## KUTIPAN TEKS
##########

Hasil hitung cepat tiga lembaga menempatkan Joko Widodo unggul dari Fauzi Bowo dalam pemilihan gubernur Jakarta.
Bila perhitungan KPUD (yang akan diumumkan 28-29 September) punya hasil
serupa, maka Jakarta akan memiliki seorang gubernur baru: Joko Widodo.
Jokowi
menang karena orang terbukti menyukai hal yang ada padanya, yang
kontras terhadap Fauzi Bowo. Pertama, watak dan teknik komunikasinya
yang membuat orang merasa nyaman berdialog. Ini disertai hal penting
lainnya: kesediaan mendengar. Harapannya, dengan itu ia akan mampu
menggalang partisipasi dalam berbagai tingkat.
Ia akan mampu
meraih dukungan warga untuk kebijakannya nanti, juga mendapatkan
keterlibatan konkret warga dalam memperbaiki Jakarta, serta mendulang
gagasan serta inovasi yang sangat diperlukan untuk membuat terobosan.
Jokowi sejauh ini tampil sebagai “one of us”,
bukan orang asing yang terpisah dari warga. Sosiolog Thamrin Amal
Tomagola mengatakan, Jokowi memiliki karisma “kejelataan”. Seorang
sarjana asing mengatakan, Jokowi memiliki "kampungness."

##########

Baris dari sebuah kumpulan

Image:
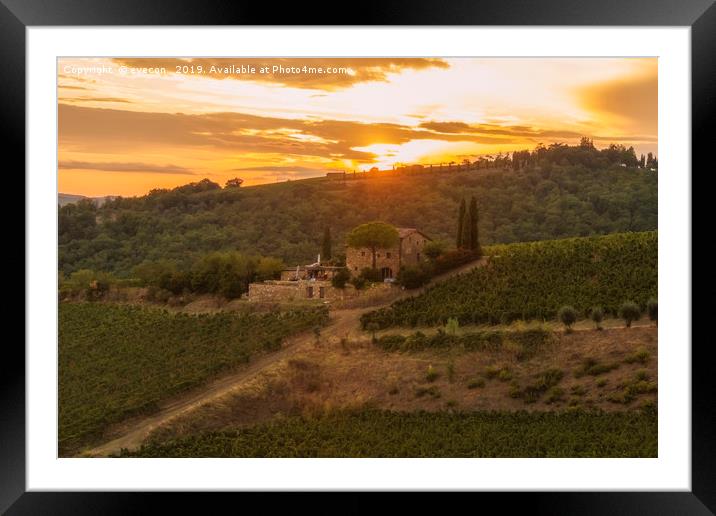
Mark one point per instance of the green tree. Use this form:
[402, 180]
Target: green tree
[374, 236]
[568, 316]
[460, 221]
[466, 231]
[629, 311]
[340, 278]
[269, 268]
[326, 247]
[597, 316]
[474, 235]
[652, 308]
[434, 249]
[234, 182]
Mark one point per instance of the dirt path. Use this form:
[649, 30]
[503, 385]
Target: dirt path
[344, 323]
[130, 434]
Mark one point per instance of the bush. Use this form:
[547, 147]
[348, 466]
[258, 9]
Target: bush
[652, 308]
[358, 282]
[371, 275]
[451, 326]
[568, 316]
[340, 279]
[593, 368]
[474, 384]
[630, 312]
[597, 316]
[640, 355]
[453, 259]
[412, 277]
[433, 250]
[432, 374]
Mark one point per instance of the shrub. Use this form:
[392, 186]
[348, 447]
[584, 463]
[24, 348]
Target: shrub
[597, 316]
[453, 259]
[432, 374]
[652, 309]
[358, 282]
[493, 371]
[641, 355]
[554, 395]
[568, 316]
[389, 342]
[434, 249]
[451, 326]
[372, 328]
[629, 311]
[474, 384]
[432, 391]
[451, 371]
[371, 275]
[578, 390]
[412, 277]
[593, 368]
[340, 279]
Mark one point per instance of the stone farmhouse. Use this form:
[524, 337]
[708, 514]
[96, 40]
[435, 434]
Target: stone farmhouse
[303, 282]
[313, 282]
[408, 251]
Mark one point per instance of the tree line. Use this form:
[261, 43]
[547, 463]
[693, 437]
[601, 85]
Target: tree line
[574, 195]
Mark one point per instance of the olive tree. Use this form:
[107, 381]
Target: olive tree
[374, 236]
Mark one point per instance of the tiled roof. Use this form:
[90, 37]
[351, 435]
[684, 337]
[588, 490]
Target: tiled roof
[404, 232]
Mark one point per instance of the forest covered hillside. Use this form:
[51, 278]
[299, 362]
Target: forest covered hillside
[287, 220]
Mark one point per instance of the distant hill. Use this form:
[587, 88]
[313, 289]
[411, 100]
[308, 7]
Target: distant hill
[287, 220]
[65, 199]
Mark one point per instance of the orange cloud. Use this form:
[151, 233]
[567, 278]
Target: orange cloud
[629, 101]
[358, 69]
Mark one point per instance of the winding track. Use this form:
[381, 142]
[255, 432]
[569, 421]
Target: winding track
[130, 434]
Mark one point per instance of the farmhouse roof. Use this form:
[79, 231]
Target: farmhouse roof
[404, 232]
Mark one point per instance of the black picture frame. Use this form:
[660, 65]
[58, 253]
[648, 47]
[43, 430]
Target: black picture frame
[700, 15]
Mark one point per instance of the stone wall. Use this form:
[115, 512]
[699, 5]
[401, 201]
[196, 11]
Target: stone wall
[412, 249]
[408, 252]
[283, 291]
[359, 259]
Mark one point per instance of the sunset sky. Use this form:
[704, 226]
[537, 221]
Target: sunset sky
[124, 131]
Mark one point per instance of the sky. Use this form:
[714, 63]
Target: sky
[128, 125]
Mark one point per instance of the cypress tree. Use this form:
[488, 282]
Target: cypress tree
[466, 231]
[326, 248]
[473, 224]
[459, 242]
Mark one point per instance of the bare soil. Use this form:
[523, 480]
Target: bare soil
[352, 372]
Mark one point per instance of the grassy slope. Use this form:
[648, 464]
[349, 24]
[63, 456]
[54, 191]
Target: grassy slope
[116, 361]
[373, 433]
[533, 280]
[287, 220]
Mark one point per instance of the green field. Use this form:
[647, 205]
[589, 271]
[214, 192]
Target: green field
[287, 220]
[374, 433]
[116, 361]
[533, 280]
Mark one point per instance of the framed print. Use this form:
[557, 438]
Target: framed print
[423, 252]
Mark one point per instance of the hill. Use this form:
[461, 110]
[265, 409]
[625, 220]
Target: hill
[533, 280]
[287, 220]
[65, 199]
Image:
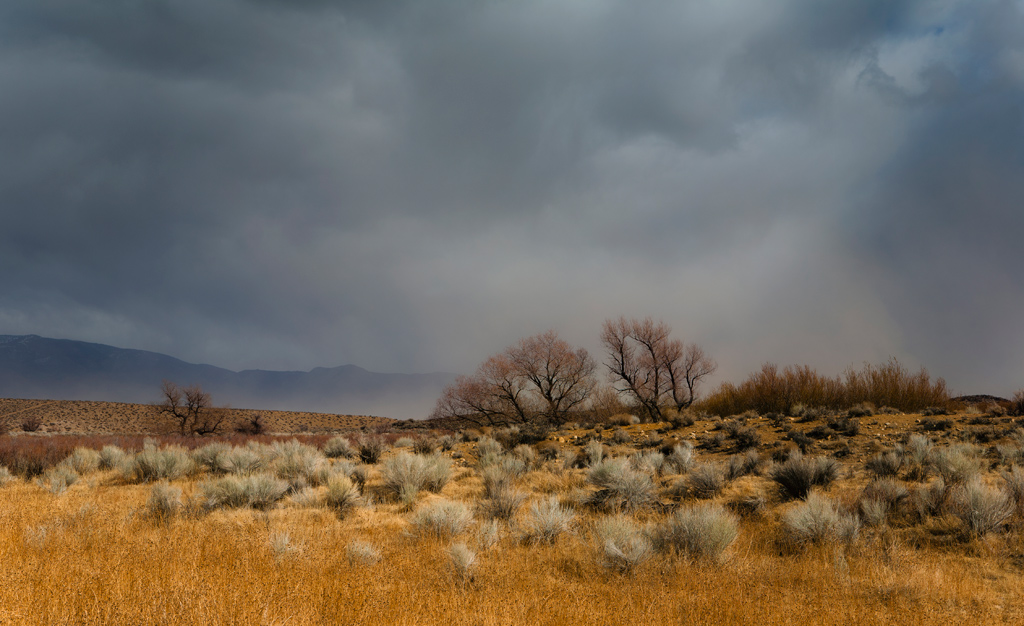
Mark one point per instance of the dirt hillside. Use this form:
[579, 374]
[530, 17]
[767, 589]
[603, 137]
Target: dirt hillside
[81, 417]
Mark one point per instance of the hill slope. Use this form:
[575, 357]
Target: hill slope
[34, 367]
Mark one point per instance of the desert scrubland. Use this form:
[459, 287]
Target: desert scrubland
[812, 516]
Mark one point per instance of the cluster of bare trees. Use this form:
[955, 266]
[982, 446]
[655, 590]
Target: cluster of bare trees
[192, 409]
[543, 378]
[653, 370]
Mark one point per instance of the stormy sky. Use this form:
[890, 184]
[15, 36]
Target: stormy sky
[411, 186]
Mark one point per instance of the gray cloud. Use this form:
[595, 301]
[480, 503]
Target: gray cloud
[411, 186]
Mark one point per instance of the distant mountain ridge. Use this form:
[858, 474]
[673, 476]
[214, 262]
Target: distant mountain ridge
[34, 367]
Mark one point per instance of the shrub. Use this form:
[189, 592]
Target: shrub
[681, 420]
[875, 512]
[257, 491]
[844, 425]
[1017, 404]
[798, 474]
[621, 487]
[880, 498]
[681, 457]
[361, 553]
[164, 502]
[486, 447]
[1014, 481]
[800, 439]
[371, 449]
[57, 480]
[749, 504]
[748, 437]
[242, 461]
[462, 561]
[820, 432]
[404, 475]
[5, 475]
[622, 436]
[339, 448]
[488, 534]
[306, 498]
[425, 445]
[706, 481]
[704, 531]
[649, 462]
[930, 499]
[526, 454]
[818, 519]
[158, 464]
[594, 453]
[341, 495]
[885, 464]
[743, 464]
[981, 508]
[916, 454]
[547, 519]
[956, 464]
[442, 518]
[111, 457]
[209, 457]
[625, 547]
[281, 544]
[502, 502]
[83, 460]
[930, 424]
[299, 464]
[861, 410]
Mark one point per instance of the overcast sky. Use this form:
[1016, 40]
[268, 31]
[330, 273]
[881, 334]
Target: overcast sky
[411, 186]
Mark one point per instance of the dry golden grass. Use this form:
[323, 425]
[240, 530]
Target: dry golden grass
[92, 555]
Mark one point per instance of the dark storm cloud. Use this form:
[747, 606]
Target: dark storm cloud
[411, 186]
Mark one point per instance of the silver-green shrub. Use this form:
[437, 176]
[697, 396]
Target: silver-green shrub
[705, 531]
[339, 448]
[342, 494]
[155, 463]
[621, 487]
[165, 501]
[256, 491]
[983, 509]
[111, 457]
[209, 457]
[819, 519]
[547, 520]
[442, 518]
[624, 546]
[83, 460]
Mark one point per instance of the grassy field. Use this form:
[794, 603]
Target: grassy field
[338, 540]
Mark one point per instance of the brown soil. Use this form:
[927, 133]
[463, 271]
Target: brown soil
[81, 417]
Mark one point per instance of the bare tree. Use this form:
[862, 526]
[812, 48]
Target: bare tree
[652, 369]
[561, 376]
[541, 377]
[192, 409]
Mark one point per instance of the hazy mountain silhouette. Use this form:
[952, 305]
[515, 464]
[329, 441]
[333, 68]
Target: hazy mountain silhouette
[36, 367]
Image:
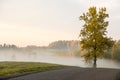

##########

## SOAL LATIHAN A
Jawab pertanyaan berikut berdasarkan teks tentang pemilihan gubernur Jakarta:
(i) Kapan hasil perhitungan KPUD akan diumumkan?
(ii) Menurut Thamrin Amal Tomagola, karisma apa yang dimiliki Jokowi?
(iii) Selain watak dan teknik komunikasinya, hal penting apa lagi yang disebut ada pada Jokowi?
## SOAL LATIHAN B
Tulis ulang kata demi kata baris-baris dalam kumpulan, mulai dari baris yang memuat "Mark one point per instance of the brown" sampai baris terakhir kumpulan itu, kedua ujungnya ikut disalin. Jangan sertakan gambar dalam jawaban.

## JAWABAN A
(i) 28-29 September.
(ii) Karisma "kejelataan".
(iii) Kesediaan mendengar.

## JAWABAN B
Mark one point per instance of the brown soil. Use this form:
[927, 133]
[463, 271]
Target: brown soil
[81, 417]
Mark one point per instance of the bare tree. Use this form:
[862, 526]
[812, 48]
Target: bare tree
[652, 369]
[561, 376]
[541, 377]
[192, 409]
Mark one point per instance of the hazy mountain silhouette. Use this form:
[952, 305]
[515, 464]
[329, 441]
[333, 68]
Target: hazy mountain silhouette
[36, 367]
Image:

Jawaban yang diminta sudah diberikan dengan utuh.